EXTRACT.

****************

B.C. NDP cabinet ministers are getting a bonus, but it won’t be as big as it could’ve been.
Under provincial law, 20% of ministerial salaries is held back until the fiscal year’s Public Accounts are released. Half the holdback is for balancing the government’s overall budget target, the other half for balancing ministerial budgets. Because the pandemic turned the government’s finances upside down, NDP cabinet members qualify only for the latter 10%.
Cabinet ministers will receive $5,551 each and Premier John Horgan $9,992.
The NDP government had eliminated the bonus system for Crown corporation executives, but not for politicians. It decided not to amend the law during an emergency March 23 sitting of the Legislature, just eight days before the books closed for the fiscal year.
“We hadn’t made changes to the ministers holdbacks, that we felt that was just additional time and energy that we wanted to spend on providing supports to the public,” Finance Minister Carole James told reporters on Aug. 31. “Minister budgets were balanced, but in fact the revenue did not come in, so ministers will receive half of their holdbacks.”
In late-March, the Legislative Assembly Management Committee unanimously voted to free MLAs’ base $111,024.19 annual pay. The Premier is paid $99,921.77 extra and cabinet ministers $55,512.10.
James revealed on Aug. 31 that the sudden impact of the pandemic meant a $321 million deficit for the fiscal year that ended March 31.
In July, James said B.C.’s 2020-2021 deficit was projected to hit $13.5 billion.
Meanwhile, public sector salaries remain relatively high and unchanged by the pandemic.
The biggest pay packets for 2019-2020 in the B.C. public service include BC Hydro Powerex CEO Thomas Bechard ($937,845), UBC president Santa Ono ($605,225), BC Hydro president Chris O’Riley ($566,084), Vancouver Island University CFO Shelley Legin ($521,556), B.C. Securities Commission CEO Brenda Leong ($515,203) and ICBC CEO Nicolas Jimenez ($474,680).
The NDP government held onto the public accounts until the last day allowed under the law. But the Crown corporations and agencies financial reports include disclaimers about the uncertainty due to COVID-19. The pandemic was declared March 11 by the World Health Organization and followed the next week by the B.C. government’s public health emergency and state of emergency declarations.

****************

DATA LISTING.
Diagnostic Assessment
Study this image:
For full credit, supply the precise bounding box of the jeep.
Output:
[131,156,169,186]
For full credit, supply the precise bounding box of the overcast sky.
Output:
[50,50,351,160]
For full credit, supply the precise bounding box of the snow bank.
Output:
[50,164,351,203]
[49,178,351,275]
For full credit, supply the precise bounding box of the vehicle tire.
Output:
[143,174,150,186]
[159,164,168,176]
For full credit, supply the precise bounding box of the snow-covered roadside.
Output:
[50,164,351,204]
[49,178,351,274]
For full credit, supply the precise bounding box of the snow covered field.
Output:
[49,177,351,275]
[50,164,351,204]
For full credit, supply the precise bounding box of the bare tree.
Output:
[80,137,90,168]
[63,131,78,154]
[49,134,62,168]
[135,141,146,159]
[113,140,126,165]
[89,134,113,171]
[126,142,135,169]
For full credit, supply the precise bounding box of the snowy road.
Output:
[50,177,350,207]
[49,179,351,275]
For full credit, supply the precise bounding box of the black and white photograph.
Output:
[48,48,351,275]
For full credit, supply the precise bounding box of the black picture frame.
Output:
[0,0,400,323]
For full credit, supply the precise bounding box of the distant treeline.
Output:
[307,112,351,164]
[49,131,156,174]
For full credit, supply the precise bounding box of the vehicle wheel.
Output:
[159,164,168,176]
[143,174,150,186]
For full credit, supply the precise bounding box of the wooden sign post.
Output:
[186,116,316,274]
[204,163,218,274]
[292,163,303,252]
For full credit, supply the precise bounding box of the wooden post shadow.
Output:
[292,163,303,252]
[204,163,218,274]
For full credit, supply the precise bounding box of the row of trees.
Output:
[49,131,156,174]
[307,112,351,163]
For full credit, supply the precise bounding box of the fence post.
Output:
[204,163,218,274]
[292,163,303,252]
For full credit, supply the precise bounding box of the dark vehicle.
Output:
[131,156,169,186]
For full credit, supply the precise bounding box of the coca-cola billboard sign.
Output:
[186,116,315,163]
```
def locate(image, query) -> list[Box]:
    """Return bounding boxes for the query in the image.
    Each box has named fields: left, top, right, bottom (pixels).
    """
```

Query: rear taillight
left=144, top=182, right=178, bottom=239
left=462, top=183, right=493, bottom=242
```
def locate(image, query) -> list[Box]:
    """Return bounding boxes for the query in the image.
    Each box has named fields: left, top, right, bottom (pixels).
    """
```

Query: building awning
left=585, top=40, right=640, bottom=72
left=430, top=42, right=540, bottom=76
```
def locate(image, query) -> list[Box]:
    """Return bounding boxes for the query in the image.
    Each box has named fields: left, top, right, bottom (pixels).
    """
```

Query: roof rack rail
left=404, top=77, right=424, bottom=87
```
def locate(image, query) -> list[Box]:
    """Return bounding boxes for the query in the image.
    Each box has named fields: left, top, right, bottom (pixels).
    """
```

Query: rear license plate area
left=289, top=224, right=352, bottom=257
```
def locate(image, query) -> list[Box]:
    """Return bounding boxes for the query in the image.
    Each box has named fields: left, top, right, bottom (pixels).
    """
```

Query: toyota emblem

****************

TASK SET.
[1] Summarize the article on B.C. cabinet ministers' bonuses in two sentences.
[2] Update the passage of the article on ministerial bonuses starting at "James revealed on" and ending at "hit $13.5 billion.", replacing "deficit" with "shortfall".

LIST OF ANSWERS.
[1] Because the pandemic left the B.C. government with a $321 million deficit, NDP cabinet ministers will receive only half of the 20% of their salaries held back under provincial law: $5,551 each, and $9,992 for Premier John Horgan. The government had ended bonuses for Crown corporation executives but chose not to change the law for politicians, while top public sector salaries remain high and unchanged by the pandemic.

[2]
James revealed on Aug. 31 that the sudden impact of the pandemic meant a $321 million shortfall for the fiscal year that ended March 31.
In July, James said B.C.’s 2020-2021 shortfall was projected to hit $13.5 billion.